**PAGE EXTRACT:**
** start **
On 11/16/22 12:51 AM, Matthias Apitz wrote:
> El día Dienstag, November 15, 2022 a las 10:28:11 -0500, Tom Lane escribió:
>
>> Adrian Klaver <adrian.klaver@aklaver.com> writes:
>>> On 11/15/22 04:28, Matthias Apitz wrote:
>>>> I have below the full ESQL/C log and do not understand, why the
>>>> PostgreSQL server is thinking "idle in transaction". For me with the
>>>> "COMMIT" on the line below marked with ^^^^^ the transaction was closed.
>>
>>> From your log:
>>
>>> [6978] [15.11.2022 11:05:50:172]: ECPGtrans on line 1211: action
>>> "commit"; connection "testdb"
** end **
**REQUIRED WORK:** Continue the mailing-list thread about the PostgreSQL "idle in transaction" problem from where it stops.

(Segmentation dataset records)
** start **
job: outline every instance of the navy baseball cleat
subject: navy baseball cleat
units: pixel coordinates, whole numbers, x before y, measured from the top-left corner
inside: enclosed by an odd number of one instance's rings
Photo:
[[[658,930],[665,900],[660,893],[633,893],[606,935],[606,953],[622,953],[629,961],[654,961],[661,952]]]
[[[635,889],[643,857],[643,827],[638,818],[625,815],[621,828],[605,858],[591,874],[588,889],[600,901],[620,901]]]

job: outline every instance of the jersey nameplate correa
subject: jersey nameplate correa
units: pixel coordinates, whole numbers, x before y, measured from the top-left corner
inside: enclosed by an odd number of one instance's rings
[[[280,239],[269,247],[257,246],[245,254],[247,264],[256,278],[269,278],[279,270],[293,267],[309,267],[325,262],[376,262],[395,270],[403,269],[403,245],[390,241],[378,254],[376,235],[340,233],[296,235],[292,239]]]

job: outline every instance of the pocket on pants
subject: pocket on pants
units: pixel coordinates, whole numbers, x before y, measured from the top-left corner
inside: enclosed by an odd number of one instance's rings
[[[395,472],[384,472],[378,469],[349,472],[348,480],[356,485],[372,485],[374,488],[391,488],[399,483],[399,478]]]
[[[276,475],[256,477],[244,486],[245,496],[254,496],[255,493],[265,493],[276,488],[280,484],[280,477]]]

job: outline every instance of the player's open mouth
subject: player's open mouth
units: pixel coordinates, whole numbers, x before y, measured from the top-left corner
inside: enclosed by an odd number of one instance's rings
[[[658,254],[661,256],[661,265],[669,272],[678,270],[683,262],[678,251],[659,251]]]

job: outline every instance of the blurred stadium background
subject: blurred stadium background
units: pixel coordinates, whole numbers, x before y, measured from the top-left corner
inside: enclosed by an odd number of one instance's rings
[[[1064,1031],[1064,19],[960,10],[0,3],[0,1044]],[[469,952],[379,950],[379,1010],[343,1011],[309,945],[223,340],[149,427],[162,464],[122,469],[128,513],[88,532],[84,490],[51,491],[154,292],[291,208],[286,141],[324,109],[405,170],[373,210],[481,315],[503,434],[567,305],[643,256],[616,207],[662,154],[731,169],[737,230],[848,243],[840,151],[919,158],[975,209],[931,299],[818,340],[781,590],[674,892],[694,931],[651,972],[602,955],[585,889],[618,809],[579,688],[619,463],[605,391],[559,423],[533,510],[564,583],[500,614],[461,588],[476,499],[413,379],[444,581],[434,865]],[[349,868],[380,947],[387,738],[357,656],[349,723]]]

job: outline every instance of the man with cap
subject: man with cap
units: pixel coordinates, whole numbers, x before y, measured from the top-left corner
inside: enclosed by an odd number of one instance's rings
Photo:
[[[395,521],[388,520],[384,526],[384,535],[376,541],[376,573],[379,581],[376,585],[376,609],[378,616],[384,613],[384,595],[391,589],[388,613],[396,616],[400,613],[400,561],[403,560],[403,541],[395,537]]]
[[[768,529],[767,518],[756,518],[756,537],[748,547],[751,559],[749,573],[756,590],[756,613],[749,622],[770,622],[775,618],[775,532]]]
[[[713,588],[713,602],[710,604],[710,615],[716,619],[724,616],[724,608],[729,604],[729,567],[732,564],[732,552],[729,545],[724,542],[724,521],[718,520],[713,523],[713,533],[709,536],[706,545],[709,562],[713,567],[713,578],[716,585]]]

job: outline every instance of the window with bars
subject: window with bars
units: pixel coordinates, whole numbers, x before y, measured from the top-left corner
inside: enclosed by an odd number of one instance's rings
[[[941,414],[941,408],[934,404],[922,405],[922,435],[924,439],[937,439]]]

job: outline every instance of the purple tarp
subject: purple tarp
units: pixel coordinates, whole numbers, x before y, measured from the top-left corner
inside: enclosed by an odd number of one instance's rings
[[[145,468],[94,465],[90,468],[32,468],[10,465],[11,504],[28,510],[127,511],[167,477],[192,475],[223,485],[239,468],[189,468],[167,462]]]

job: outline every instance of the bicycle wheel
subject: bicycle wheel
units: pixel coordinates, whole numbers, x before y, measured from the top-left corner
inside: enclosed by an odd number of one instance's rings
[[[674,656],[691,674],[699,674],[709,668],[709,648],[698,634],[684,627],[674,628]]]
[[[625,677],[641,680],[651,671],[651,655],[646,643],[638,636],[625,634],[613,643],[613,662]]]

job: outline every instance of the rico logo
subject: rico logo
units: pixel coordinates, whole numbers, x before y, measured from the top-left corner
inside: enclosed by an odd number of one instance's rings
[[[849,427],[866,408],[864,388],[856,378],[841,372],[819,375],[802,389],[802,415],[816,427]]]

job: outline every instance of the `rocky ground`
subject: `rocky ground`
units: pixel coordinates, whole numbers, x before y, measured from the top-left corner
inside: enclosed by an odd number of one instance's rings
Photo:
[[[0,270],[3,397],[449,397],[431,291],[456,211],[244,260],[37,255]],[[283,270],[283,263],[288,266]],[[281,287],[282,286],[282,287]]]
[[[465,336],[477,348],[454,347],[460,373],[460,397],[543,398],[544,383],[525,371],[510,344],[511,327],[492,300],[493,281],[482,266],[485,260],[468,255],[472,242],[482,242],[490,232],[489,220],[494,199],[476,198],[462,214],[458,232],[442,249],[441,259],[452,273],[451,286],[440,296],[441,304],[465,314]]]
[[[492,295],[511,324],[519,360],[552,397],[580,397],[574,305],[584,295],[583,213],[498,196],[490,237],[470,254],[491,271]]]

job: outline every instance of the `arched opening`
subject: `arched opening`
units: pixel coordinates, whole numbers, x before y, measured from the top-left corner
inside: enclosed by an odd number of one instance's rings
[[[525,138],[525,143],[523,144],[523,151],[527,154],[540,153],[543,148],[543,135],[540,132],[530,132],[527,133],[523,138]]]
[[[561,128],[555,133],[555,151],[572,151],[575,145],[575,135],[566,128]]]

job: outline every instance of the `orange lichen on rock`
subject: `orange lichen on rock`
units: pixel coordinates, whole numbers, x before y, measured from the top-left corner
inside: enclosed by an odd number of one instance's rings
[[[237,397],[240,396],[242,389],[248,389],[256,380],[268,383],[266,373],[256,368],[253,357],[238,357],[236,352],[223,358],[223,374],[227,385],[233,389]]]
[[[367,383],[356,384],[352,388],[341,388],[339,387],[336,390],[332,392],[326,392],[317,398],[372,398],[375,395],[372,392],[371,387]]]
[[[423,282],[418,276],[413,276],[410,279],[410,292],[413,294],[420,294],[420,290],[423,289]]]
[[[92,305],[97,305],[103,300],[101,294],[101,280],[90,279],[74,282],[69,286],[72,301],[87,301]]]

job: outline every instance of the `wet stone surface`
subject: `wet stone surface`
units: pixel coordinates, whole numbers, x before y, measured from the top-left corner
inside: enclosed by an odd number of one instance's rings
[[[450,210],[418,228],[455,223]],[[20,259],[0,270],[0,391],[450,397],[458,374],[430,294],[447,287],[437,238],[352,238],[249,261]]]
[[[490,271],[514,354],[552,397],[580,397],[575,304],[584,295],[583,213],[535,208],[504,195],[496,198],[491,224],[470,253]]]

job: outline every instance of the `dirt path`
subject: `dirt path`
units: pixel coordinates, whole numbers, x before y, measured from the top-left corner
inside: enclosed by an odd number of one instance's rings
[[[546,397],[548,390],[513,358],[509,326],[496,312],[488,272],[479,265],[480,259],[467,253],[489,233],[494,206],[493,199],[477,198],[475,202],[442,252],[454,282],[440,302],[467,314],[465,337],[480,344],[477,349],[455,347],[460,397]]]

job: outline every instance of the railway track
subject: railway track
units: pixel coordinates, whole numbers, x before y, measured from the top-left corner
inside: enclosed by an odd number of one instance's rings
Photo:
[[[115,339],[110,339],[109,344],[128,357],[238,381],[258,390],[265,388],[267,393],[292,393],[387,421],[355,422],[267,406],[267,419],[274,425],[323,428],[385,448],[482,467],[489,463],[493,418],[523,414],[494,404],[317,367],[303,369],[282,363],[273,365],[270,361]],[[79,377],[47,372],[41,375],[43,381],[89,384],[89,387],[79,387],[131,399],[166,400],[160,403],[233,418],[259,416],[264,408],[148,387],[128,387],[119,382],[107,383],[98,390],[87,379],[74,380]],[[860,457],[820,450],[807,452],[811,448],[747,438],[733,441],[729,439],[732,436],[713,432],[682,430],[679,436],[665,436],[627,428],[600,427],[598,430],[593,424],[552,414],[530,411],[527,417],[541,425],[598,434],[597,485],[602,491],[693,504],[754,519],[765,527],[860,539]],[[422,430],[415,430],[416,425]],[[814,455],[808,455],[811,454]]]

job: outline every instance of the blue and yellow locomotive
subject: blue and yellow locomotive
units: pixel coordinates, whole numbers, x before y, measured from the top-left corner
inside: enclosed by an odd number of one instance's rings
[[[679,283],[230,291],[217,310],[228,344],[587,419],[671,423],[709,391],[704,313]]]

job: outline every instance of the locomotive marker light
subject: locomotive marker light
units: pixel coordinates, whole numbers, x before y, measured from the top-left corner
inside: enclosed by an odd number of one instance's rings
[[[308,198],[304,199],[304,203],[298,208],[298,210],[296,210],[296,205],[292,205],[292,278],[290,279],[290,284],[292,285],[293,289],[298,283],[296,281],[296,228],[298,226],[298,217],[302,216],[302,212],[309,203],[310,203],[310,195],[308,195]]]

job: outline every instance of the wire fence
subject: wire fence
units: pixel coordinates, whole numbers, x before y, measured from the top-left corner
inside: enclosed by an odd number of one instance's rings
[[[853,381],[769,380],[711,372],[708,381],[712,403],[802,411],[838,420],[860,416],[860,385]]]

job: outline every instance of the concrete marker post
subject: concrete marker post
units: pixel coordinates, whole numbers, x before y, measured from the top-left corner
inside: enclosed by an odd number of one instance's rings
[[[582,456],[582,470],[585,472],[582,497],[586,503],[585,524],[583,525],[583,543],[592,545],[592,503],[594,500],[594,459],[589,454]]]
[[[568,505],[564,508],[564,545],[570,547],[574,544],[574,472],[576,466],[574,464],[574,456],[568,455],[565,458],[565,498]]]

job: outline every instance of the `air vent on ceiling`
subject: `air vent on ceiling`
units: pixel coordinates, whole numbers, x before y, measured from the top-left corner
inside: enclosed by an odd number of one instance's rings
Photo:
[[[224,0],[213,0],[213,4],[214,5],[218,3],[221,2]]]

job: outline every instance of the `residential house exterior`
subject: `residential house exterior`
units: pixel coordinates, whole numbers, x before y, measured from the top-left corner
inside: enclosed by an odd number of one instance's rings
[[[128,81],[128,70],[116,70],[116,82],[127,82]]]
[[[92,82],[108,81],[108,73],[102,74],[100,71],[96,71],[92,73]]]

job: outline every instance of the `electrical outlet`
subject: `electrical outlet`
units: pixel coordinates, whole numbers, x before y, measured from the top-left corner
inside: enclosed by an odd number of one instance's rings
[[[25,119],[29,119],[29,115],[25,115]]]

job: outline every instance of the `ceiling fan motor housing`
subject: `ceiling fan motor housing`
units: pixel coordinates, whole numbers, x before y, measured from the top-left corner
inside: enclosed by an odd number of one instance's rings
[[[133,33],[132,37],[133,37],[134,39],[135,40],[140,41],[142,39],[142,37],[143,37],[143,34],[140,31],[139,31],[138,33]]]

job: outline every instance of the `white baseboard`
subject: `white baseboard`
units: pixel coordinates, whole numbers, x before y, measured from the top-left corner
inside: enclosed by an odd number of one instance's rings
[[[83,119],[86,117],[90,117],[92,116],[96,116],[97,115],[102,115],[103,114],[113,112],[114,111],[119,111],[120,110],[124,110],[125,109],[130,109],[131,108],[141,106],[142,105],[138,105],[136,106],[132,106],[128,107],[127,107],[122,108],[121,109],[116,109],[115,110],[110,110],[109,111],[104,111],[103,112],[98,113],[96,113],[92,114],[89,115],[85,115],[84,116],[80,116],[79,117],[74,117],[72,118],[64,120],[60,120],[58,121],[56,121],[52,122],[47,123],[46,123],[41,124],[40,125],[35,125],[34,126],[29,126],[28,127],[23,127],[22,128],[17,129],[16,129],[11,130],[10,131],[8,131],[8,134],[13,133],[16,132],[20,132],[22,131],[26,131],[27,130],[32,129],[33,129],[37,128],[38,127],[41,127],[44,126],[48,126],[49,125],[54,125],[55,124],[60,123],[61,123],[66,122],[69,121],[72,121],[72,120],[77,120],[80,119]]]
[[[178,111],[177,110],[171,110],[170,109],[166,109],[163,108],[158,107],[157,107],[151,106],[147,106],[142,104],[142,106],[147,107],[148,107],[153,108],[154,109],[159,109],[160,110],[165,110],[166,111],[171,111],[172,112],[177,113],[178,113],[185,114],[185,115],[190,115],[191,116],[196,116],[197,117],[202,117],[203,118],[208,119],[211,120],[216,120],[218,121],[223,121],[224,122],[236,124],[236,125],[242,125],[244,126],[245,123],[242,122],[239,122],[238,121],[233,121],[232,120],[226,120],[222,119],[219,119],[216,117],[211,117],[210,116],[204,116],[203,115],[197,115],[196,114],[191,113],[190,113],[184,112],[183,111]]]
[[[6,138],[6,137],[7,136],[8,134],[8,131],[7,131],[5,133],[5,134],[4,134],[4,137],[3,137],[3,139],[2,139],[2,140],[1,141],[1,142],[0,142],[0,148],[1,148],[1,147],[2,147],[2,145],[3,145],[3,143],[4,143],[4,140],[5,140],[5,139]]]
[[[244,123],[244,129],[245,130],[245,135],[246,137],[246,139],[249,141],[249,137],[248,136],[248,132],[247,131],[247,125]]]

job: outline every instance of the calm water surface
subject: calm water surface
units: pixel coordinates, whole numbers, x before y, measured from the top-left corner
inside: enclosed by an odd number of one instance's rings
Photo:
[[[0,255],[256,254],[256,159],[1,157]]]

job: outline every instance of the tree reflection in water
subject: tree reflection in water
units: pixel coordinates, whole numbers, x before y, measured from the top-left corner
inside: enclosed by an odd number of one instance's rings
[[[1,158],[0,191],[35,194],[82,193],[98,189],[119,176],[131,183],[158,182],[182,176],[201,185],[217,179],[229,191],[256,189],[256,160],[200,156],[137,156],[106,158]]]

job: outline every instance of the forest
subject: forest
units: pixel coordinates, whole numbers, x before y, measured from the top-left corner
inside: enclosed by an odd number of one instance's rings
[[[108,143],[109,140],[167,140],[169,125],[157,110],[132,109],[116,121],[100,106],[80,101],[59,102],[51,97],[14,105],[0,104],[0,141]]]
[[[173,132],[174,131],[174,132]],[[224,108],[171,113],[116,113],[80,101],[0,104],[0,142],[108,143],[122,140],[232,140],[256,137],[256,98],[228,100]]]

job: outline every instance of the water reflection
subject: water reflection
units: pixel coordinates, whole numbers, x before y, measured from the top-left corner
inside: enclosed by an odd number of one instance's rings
** end **
**ANSWER BELOW:**
>>> ^^^^^^^^^^^^^^^^^^^^^^^^^^^^^^^^^^^^^^^^^^^^^^^^^^^^^^^^^^^^^^^^^^^^^^^^^^^^^^^^^^^^^^^^^^^^^^
>>> [6978] [15.11.2022 11:05:50:173]: ecpg_execute on line 543: query:
>>> select name from pg_cursors where name = $1 ; with 1 parameter(s) on
>>> connection testdb
>>
>>> So that query is being executed after the COMMIT.
>>
>> Right. By default, ecpg would start a new transaction block for that.
>> See
>>
>> https://www.postgresql.org/docs/current/ecpg-commands.html#ECPG-TRANSACTIONS
>>
>
> Thank you. This page makes it clear why the last search started a
> transaction, which at the end is pending due to a missing COMMIT.
>
> On the other hand, when we would set EXEC SQL SET AUTOCOMMIT TO ON, when does
> the transaction block starts exactly (which could be rolled back), as
> there is no EXEC SQL BEGIN?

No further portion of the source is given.